- _Problem statement_
Rewrite every entry below as a JSON array of strings, with each line as its own string and blank lines omitted.

● ● ● ● ●

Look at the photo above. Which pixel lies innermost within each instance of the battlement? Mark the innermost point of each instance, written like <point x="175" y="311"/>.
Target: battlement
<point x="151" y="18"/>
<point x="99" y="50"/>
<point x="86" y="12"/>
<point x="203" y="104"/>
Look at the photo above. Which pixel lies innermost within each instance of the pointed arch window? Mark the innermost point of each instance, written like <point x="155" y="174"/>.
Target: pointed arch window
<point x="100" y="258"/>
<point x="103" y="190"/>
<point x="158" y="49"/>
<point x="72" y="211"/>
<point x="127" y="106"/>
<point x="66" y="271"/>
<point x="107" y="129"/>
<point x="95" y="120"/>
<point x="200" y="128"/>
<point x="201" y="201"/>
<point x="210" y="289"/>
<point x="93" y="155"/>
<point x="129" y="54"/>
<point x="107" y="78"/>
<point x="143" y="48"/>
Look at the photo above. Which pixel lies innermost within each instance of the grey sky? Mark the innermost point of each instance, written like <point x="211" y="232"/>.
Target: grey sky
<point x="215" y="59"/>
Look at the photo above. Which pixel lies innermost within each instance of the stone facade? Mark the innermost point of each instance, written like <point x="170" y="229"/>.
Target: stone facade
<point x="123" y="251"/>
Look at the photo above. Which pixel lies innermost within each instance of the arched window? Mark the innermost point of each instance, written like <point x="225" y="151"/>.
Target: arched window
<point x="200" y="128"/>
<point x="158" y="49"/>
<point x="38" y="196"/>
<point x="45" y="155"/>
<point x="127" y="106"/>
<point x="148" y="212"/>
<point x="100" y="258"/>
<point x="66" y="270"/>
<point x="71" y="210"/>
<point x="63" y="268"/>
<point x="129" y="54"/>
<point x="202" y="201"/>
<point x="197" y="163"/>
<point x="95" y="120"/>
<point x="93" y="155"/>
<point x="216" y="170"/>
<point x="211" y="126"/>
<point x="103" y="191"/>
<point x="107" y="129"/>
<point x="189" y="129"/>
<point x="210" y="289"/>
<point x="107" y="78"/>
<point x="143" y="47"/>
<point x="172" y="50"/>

● ● ● ● ●

- _Reply_
[
  "Look at the photo above. Which pixel lies innermost within each instance of the battlement? Mark the innermost point of each instance, written like <point x=\"175\" y=\"311\"/>.",
  "Target: battlement",
  "<point x=\"151\" y=\"18\"/>",
  "<point x=\"99\" y=\"50\"/>",
  "<point x=\"86\" y=\"12\"/>",
  "<point x=\"203\" y=\"104\"/>",
  "Look at the photo above. Which pixel lies innermost within each instance of the pointed arch window? Mark the innermost point of each instance, written like <point x=\"155\" y=\"174\"/>.",
  "Target: pointed arch window",
  "<point x=\"100\" y=\"258\"/>",
  "<point x=\"103\" y=\"190\"/>",
  "<point x=\"158\" y=\"49\"/>",
  "<point x=\"72\" y=\"211\"/>",
  "<point x=\"127\" y=\"106\"/>",
  "<point x=\"66\" y=\"271\"/>",
  "<point x=\"107\" y=\"129\"/>",
  "<point x=\"95\" y=\"120\"/>",
  "<point x=\"200\" y=\"128\"/>",
  "<point x=\"201\" y=\"201\"/>",
  "<point x=\"210\" y=\"289\"/>",
  "<point x=\"93\" y=\"155\"/>",
  "<point x=\"129\" y=\"54\"/>",
  "<point x=\"107\" y=\"78\"/>",
  "<point x=\"143\" y=\"48\"/>",
  "Look at the photo above. Which pixel lies innermost within each instance of the grey sky? Mark the innermost point of each instance, written like <point x=\"211\" y=\"232\"/>.",
  "Target: grey sky",
  "<point x=\"215\" y=\"59\"/>",
  "Look at the photo above. Which pixel lies innermost within each instance of the stone facade? Mark the innermost point of each instance, written like <point x=\"170\" y=\"229\"/>.",
  "Target: stone facade",
  "<point x=\"123\" y=\"251\"/>",
  "Look at the photo above. Which pixel lies innermost within each instance of the arched window? Mark the innermost point of each instance, written like <point x=\"225\" y=\"151\"/>.",
  "Target: arched window",
  "<point x=\"200\" y=\"128\"/>",
  "<point x=\"158\" y=\"49\"/>",
  "<point x=\"38\" y=\"196\"/>",
  "<point x=\"45\" y=\"155\"/>",
  "<point x=\"127\" y=\"106\"/>",
  "<point x=\"148\" y=\"212\"/>",
  "<point x=\"100\" y=\"258\"/>",
  "<point x=\"66\" y=\"270\"/>",
  "<point x=\"71\" y=\"210\"/>",
  "<point x=\"63\" y=\"268\"/>",
  "<point x=\"129\" y=\"54\"/>",
  "<point x=\"202\" y=\"201\"/>",
  "<point x=\"197\" y=\"163\"/>",
  "<point x=\"95\" y=\"120\"/>",
  "<point x=\"93\" y=\"155\"/>",
  "<point x=\"216\" y=\"170\"/>",
  "<point x=\"211\" y=\"126\"/>",
  "<point x=\"103\" y=\"191\"/>",
  "<point x=\"107\" y=\"129\"/>",
  "<point x=\"189\" y=\"129\"/>",
  "<point x=\"210\" y=\"289\"/>",
  "<point x=\"107\" y=\"78\"/>",
  "<point x=\"143\" y=\"47\"/>",
  "<point x=\"172\" y=\"50\"/>"
]